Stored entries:
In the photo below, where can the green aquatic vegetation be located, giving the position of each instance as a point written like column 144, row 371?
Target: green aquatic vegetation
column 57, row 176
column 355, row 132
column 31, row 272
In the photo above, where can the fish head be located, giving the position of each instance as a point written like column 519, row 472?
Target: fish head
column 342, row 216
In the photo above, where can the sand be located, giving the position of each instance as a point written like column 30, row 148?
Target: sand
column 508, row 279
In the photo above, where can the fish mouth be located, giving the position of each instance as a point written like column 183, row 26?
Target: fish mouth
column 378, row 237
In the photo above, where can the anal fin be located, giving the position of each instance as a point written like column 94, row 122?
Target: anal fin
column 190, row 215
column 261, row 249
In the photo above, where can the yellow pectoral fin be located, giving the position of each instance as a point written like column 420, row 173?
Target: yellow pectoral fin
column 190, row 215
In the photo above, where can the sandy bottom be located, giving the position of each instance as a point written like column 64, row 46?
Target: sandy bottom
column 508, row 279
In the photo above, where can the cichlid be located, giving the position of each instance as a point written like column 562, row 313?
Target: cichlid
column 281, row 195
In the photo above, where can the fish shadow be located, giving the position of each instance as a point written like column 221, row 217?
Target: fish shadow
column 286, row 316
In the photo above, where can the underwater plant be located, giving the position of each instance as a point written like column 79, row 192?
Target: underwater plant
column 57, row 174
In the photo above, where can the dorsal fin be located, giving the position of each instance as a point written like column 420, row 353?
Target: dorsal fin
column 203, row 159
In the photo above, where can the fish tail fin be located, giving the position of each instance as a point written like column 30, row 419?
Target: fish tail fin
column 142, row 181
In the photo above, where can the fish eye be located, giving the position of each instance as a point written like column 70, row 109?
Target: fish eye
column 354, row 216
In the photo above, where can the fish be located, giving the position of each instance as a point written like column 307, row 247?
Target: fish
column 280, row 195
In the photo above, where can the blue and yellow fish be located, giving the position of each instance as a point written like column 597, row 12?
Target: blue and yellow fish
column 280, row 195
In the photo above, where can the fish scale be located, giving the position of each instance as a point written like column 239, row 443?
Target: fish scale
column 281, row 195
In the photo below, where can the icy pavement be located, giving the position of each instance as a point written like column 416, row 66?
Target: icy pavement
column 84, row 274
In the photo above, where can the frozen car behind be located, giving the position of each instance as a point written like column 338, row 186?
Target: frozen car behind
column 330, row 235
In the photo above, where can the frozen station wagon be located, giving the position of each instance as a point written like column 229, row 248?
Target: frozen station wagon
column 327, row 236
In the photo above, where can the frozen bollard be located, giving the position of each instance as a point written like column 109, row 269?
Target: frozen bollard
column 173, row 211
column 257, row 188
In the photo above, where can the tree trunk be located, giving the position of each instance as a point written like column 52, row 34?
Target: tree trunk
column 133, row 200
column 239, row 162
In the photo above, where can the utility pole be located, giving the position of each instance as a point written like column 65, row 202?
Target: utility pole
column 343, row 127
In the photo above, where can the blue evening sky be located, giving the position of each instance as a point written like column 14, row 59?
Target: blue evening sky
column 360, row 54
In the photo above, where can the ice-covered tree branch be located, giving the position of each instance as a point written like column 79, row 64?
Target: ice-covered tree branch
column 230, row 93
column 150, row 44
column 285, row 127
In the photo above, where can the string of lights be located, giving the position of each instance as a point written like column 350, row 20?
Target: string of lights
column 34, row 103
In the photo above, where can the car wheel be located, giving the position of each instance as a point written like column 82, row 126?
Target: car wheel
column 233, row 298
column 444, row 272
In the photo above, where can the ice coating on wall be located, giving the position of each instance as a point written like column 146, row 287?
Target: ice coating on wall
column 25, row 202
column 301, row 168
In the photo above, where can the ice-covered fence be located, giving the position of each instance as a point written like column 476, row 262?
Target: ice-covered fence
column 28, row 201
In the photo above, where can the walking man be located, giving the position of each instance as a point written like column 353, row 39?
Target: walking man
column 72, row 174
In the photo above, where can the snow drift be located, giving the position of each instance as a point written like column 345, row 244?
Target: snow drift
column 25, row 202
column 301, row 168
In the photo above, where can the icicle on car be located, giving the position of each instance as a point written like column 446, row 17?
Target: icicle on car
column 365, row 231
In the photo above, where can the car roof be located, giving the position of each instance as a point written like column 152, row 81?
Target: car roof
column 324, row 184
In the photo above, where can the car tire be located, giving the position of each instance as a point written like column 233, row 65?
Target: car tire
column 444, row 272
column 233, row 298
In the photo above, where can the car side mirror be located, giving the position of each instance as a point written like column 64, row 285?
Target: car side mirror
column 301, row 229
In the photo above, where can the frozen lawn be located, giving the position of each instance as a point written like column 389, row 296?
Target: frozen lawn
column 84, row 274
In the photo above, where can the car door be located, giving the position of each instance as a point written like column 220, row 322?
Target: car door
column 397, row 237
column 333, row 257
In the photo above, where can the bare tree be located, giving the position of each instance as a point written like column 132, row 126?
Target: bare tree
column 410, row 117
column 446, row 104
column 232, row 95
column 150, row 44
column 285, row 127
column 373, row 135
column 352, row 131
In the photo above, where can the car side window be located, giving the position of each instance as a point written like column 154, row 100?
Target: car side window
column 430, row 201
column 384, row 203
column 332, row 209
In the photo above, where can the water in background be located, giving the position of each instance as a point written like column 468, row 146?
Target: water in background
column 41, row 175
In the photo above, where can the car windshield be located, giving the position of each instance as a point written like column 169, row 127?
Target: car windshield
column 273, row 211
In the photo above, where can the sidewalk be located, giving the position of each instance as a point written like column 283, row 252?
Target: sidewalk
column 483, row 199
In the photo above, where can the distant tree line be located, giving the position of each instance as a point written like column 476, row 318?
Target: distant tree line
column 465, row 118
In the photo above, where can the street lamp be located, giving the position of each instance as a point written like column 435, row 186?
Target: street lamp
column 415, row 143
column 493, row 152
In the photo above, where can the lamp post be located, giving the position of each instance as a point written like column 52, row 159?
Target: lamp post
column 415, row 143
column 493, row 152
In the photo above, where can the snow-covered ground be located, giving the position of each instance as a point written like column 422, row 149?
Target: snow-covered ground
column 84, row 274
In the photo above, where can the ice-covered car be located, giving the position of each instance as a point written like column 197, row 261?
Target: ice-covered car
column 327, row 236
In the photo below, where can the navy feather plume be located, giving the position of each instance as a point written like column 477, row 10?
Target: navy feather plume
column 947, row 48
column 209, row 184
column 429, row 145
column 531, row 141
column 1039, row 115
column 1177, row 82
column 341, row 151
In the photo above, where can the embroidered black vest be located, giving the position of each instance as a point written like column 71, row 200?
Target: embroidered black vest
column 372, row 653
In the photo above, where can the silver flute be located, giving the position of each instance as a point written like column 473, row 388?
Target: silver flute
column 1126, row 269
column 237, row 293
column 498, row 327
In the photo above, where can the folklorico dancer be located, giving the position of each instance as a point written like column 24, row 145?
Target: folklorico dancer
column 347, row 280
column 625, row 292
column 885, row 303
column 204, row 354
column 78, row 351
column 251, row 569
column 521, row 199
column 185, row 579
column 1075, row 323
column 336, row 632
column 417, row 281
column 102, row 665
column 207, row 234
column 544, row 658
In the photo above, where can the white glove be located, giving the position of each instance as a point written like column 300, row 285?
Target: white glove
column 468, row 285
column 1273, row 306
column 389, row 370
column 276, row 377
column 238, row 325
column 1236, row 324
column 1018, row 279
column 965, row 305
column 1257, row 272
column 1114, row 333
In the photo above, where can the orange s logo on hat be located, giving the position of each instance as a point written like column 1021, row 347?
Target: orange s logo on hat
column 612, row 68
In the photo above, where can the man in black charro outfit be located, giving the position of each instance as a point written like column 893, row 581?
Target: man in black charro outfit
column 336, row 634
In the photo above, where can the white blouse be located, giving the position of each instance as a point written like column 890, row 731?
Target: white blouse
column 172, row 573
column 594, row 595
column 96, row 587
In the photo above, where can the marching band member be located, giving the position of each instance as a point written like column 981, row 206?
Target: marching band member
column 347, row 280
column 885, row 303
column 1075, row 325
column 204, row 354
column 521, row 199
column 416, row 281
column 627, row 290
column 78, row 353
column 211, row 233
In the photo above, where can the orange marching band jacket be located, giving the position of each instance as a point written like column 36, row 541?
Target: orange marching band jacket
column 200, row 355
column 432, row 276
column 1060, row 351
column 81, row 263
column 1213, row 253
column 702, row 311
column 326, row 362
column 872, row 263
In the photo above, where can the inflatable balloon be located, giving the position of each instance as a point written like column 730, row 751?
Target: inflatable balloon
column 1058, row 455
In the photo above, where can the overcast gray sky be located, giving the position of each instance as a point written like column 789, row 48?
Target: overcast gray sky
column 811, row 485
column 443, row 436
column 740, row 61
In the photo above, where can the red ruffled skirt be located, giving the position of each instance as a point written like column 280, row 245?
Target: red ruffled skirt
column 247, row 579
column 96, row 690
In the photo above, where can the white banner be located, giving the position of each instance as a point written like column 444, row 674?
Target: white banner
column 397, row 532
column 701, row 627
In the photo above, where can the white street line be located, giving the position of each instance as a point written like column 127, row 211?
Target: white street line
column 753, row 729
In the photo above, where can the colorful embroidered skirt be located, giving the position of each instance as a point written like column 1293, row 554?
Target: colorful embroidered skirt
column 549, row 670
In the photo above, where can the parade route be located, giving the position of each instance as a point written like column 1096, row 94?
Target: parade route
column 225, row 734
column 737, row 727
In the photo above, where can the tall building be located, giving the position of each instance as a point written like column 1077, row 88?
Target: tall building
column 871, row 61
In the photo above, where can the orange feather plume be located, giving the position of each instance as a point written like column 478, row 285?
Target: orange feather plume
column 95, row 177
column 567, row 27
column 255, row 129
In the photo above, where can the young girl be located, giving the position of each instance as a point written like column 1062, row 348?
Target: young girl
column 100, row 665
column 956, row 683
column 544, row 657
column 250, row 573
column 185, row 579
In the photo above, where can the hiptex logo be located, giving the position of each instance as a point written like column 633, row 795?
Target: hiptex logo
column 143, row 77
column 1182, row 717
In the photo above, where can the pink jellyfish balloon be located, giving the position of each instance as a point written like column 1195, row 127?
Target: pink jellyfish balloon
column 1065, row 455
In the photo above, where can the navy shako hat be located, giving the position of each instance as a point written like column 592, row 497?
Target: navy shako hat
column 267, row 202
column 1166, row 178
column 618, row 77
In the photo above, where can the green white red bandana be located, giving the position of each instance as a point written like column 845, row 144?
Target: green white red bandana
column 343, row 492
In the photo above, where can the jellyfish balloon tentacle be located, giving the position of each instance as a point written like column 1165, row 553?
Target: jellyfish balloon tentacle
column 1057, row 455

*Exercise prompt:*
Please update the part that opens with the line containing "In the photo above, where can the sidewalk" and closes with the line containing "column 483, row 199" so that "sidewalk" becomes "pavement", with nothing else changed. Return only those lines.

*Answer to this problem:*
In the photo above, where can the pavement be located, giving the position of each instance as a point written like column 283, row 252?
Target: pavement
column 483, row 199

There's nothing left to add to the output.